Requirement.
Your job is to transcribe all the records that follow, excluding any pictures.
Data shown START
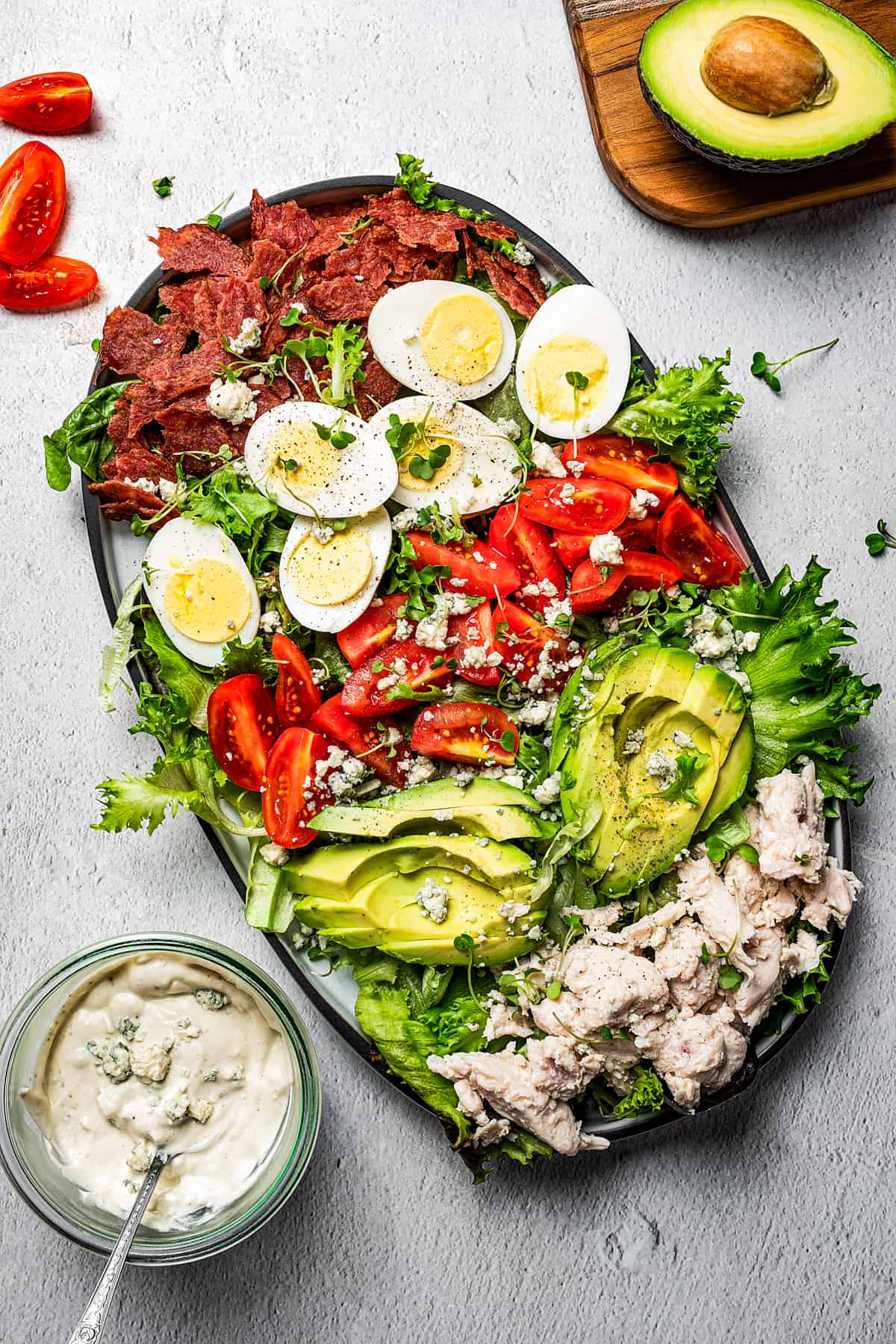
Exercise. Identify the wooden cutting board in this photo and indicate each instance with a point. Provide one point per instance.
(668, 181)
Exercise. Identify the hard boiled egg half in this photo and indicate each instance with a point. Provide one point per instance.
(575, 332)
(329, 577)
(200, 589)
(302, 468)
(476, 464)
(444, 339)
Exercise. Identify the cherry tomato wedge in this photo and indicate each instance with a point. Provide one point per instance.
(33, 201)
(615, 458)
(575, 505)
(467, 732)
(598, 588)
(50, 282)
(242, 727)
(379, 745)
(55, 101)
(528, 546)
(477, 658)
(292, 792)
(534, 653)
(482, 569)
(373, 631)
(703, 554)
(297, 694)
(366, 694)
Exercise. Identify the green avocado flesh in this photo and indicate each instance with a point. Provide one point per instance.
(647, 697)
(366, 895)
(862, 104)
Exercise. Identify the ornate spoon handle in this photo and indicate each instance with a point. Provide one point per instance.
(90, 1325)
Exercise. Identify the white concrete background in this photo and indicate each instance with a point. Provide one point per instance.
(770, 1219)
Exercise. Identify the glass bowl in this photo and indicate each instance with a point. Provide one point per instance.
(26, 1154)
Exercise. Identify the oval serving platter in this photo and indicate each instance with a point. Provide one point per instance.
(117, 554)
Data shown END
Response to the exercise.
Exercise. Identify the wooden cutting board in this photo and indicate each instance with a point. Provide one point per instance.
(668, 181)
Exercise. Identify the hard boiled egg half in this photo and indicate each instance with a point. Provide one point per instance.
(575, 332)
(329, 577)
(200, 589)
(302, 468)
(476, 464)
(444, 339)
Exercise. Identify the cherry tomato wedge in this photo and indicate each instance with a point. Provide one point per instance.
(33, 201)
(615, 458)
(575, 505)
(467, 732)
(598, 588)
(50, 282)
(242, 727)
(379, 745)
(55, 101)
(528, 546)
(477, 658)
(292, 792)
(534, 653)
(482, 569)
(373, 631)
(703, 554)
(297, 694)
(366, 694)
Exercise. Identify the green avocado flesh in this photo and indicate each instance with a point. Provide one point per instance.
(647, 697)
(366, 895)
(862, 104)
Exercise. Identify the ornate spoon handle in this photo and indicate each instance with a point. Provide one point per instance.
(90, 1325)
Exercise. Identify the white concrete background in this photo and indicate each instance with a point. Provide one point per instance.
(770, 1219)
Exercise. Identify the glass bowl in this photo and indicate each instance with a point. Provide one point per instance.
(26, 1154)
Exercise. Identify the oval serving platter in this photo and indicate each instance with a point. Provide one point per instance.
(117, 554)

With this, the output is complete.